Passage shown
╔══

In a conversation with Tommy Dukes, Connie laments the fact that men and women seem fundamentally incompatible. Dukes says that physical love and intellectual connection seem never to go hand-in-hand, and that men and women have lost their mystery, their attraction, their "glamour" to each other. Connie falls deeper into her depression, and further away from Clifford. She feels that love and happiness are unavailable to her generation. The only solace she takes is in the possibility of having a child.

Walking through the woods, Connie has a chance encounter with the gamekeeper, Mellors, who is yelling at his daughter. She intervenes, and takes the child back to its grandmother's cottage. Still later, she volunteers to bring a message from Clifford to Mellors. Walking up to the cottage, she sees him shirtless in his backyard, washing himself, and is struck by his warmth and vitality. When she speaks to him and delivers the message, she is again impressed—despite his aloofness, and the tinge of mockery that infuses everything he says to her—by the warmth and kindness of his eyes.

Analysis

These chapters establishe a clear contrast between the young intellectuals, with their clever but pointless theoretical conversations on love, and the gamekeeper Mellors, behind whose aloof facade there is a reservoir of warmth and passion.

╚══

Data records
╔══

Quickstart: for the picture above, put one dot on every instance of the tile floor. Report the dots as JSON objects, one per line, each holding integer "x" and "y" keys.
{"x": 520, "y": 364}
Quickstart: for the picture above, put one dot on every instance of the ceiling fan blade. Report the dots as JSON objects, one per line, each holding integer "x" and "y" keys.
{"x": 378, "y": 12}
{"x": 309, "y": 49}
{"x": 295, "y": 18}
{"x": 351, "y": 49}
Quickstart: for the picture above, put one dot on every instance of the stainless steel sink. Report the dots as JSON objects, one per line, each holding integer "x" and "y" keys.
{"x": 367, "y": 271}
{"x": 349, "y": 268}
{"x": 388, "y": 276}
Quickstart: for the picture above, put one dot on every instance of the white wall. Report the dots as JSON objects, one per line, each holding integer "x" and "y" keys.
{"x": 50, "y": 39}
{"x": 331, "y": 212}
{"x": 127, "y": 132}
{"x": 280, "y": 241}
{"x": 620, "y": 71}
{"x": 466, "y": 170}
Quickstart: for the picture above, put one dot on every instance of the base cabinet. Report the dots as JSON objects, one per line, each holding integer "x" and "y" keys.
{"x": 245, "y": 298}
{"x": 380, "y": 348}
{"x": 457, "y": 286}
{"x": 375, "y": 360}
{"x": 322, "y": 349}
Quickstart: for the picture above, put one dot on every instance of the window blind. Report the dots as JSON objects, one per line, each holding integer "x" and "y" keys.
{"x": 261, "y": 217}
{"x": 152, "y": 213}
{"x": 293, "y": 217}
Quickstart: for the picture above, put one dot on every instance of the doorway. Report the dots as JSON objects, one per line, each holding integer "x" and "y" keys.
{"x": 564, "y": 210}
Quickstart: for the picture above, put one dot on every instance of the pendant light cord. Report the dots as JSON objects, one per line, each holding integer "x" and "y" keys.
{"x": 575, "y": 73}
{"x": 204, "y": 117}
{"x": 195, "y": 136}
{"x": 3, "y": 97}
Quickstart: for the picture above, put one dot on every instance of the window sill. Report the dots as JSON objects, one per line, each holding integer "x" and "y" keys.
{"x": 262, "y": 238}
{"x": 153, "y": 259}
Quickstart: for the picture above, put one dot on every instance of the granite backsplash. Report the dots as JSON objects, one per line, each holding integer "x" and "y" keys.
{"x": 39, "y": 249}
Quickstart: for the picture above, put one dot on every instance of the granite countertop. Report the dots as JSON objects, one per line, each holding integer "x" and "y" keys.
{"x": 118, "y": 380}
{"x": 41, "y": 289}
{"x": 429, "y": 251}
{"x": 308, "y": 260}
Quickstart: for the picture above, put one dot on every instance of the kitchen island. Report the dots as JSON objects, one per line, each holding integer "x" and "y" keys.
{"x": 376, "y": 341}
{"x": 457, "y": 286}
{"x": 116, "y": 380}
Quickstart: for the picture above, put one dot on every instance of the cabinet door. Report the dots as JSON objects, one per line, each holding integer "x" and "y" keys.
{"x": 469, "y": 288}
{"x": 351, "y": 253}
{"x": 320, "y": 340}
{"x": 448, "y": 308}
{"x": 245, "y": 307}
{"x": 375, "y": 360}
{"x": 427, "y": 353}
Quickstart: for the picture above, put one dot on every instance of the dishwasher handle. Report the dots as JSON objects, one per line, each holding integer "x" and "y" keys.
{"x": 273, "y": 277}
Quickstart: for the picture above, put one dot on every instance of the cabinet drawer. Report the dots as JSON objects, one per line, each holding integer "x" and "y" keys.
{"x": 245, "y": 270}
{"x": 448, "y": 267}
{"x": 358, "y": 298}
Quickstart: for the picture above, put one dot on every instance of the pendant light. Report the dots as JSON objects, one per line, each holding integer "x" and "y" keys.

╚══

What you will do
A. Turn the paragraph of the summary about Connie that begins "Walking through the woods" into a short bulleted list that keeps its main facts.
B. Reproduce word for word the part of the summary about Connie from "In a conversation" up to and including "having a child.".

Answers to the tasks
A.
- Walking in the woods, Connie happens upon the gamekeeper, Mellors, yelling at his daughter.
- She steps in and takes the child back to its grandmother's cottage.
- Later, she volunteers to carry a message from Clifford to Mellors.
- At the cottage she sees him shirtless, washing in his backyard, and is struck by his warmth and vitality.
- While delivering the message, she is again impressed by the warmth and kindness of his eyes, despite his aloofness and mocking tone.

B.
In a conversation with Tommy Dukes, Connie laments the fact that men and women seem fundamentally incompatible. Dukes says that physical love and intellectual connection seem never to go hand-in-hand, and that men and women have lost their mystery, their attraction, their "glamour" to each other. Connie falls deeper into her depression, and further away from Clifford. She feels that love and happiness are unavailable to her generation. The only solace she takes is in the possibility of having a child.